Given passage:
• • • •
Lt. Col. Clinton Hall enlisted in the ­Marine Corps in December 1997, ­midway through a first semester in ­college that wasn’t going well.

He went through boot camp — right at the time the Marine Corps was rolling out the final boot camp event, the Crucible, at recruit training — and then infantry school. Hall went on two deployments and became a scout sniper.

After getting out of the Marine Corps and working in security for several months, and not liking it very much, he reenlisted. On his second enlistment, he filed an application for the Marine Corps Enlisted Commissioning Education Program.

“I chose to apply for a commission because I recognized that the chain of command quickly departs from the enlisted ranks and runs through officers,” he said in a recent news release. “My ability to make an impact would be best realized as an officer.”

Hall received his commission, and, newly an officer, the infantryman reported to 1st Battalion, 5th Marine Regiment, 1st Marine Division, in 2007.

“It was rewarding but also somewhat like a daunting task,” he told Marine Corps Times. “Like, ‘Oh, now there’s more expectation. There’s more responsibility.’ So there’s also a little bit of increased weight of what you must do, but also the training has been proven over multiple decades, if not centuries, on how to prepare our young officers.”

His training and education didn’t end with The Basic School or Infantry Officer Course. He went on to the Marine Corps University’s Expeditionary Warfare School and the Army’s Command and General Staff College.

“It’s vital,” he said of professional military education. “It makes one just pause for a minute and then think and reflect and broaden their horizons.”

Now, Hall is the commanding officer of 2nd Battalion, 5th Marine Regiment — the same regiment he started out in.

In coming years, it’s likely that more Marines than before will have opportunities like Hall’s, from enlisted-to-officer commissioning programs to professional military education. That’s just one component of the Marine Corps’ new training and education plan.

The Marine Corps is in the middle of a sweeping modernization effort, called Force Design 2030, particularly aimed at adapting the service to a potential conflict with adversaries like the Chinese military. But the Corps has acknowledged that its current training and education ­aren’t sufficient to prepare Marines for that modernization.

That’s where Training and Education 2030 comes in. The planning document, released in January, looks to address some of the gaps in the preparation Marines receive.

It calls for new doctrine on topics like drone and cyber operations. It emphasizes the role of training simulators for even junior Marines. And, taking “every clime and place” to heart, it indicates the Corps needs to find new training grounds (­Alaska, anyone?) and double down on swimming skills.
• • • •
Recorded data:

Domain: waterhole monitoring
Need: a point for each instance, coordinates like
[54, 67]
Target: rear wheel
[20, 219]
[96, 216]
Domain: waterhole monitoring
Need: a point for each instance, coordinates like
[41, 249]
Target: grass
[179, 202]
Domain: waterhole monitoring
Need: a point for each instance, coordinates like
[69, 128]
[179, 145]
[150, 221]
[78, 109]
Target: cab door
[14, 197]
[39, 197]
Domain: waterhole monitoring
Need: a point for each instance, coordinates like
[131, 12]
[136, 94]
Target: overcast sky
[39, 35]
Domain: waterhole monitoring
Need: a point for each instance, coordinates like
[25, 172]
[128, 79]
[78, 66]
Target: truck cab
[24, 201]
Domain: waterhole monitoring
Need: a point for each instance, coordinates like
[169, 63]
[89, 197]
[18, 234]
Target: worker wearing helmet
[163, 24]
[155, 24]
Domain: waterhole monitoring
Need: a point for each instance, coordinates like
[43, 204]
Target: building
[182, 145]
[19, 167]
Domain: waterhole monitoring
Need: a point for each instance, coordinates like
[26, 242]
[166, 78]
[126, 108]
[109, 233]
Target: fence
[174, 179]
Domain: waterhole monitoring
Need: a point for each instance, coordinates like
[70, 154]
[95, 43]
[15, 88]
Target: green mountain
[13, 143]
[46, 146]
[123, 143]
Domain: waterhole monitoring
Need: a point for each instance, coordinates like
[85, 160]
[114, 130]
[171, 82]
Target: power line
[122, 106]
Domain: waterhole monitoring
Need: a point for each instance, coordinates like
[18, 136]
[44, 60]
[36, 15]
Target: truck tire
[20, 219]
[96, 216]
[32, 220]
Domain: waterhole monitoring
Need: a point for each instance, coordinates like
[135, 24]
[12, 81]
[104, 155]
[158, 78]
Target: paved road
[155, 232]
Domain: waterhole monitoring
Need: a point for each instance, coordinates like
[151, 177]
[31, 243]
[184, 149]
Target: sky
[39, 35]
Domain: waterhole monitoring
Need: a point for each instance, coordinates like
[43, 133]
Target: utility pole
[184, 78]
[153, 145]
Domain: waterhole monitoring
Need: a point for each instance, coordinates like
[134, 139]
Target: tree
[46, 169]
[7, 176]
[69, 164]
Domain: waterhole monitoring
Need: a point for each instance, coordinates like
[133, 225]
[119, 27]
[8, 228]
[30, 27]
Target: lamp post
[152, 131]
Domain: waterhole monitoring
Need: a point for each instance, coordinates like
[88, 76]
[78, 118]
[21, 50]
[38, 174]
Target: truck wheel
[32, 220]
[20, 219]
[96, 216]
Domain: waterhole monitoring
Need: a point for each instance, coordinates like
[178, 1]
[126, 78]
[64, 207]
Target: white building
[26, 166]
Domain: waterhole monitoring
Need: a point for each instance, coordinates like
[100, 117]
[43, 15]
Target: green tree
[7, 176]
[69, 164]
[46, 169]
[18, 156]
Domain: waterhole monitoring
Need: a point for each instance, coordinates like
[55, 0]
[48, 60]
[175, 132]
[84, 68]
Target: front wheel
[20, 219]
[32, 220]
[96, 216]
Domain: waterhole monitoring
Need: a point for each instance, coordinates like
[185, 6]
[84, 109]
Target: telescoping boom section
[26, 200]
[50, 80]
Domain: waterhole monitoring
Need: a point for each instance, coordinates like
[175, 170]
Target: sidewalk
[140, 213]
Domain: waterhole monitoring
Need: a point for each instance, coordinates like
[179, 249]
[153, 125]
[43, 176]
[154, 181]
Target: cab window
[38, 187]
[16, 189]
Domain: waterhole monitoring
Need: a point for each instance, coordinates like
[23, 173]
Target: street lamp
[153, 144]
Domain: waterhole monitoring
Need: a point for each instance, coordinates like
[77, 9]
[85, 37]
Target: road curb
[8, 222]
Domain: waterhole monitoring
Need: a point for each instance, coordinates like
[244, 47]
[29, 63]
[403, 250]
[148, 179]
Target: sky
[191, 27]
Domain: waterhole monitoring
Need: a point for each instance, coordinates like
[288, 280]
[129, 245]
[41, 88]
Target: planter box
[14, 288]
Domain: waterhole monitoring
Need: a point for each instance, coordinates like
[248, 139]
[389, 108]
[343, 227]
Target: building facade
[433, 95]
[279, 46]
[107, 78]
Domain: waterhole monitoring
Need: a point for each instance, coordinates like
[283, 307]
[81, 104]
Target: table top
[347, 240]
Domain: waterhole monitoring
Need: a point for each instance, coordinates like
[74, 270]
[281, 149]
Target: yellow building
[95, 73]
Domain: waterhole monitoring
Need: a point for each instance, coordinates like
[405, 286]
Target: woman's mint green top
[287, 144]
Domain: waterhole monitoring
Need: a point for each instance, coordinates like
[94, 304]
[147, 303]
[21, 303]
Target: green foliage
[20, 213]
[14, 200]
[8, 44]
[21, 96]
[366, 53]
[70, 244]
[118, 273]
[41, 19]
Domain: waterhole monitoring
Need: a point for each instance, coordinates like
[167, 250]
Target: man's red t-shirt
• • • •
Problem to solve:
Answer these questions using the article above about Clinton Hall:
1. In what month and year did Hall enlist in the Marine Corps?
2. Which unit did Hall report to in 2007 as a newly commissioned officer?
3. In what month was the Training and Education 2030 planning document released?

Result of the exercise:
1. December 1997
2. 1st Battalion, 5th Marine Regiment, 1st Marine Division
3. January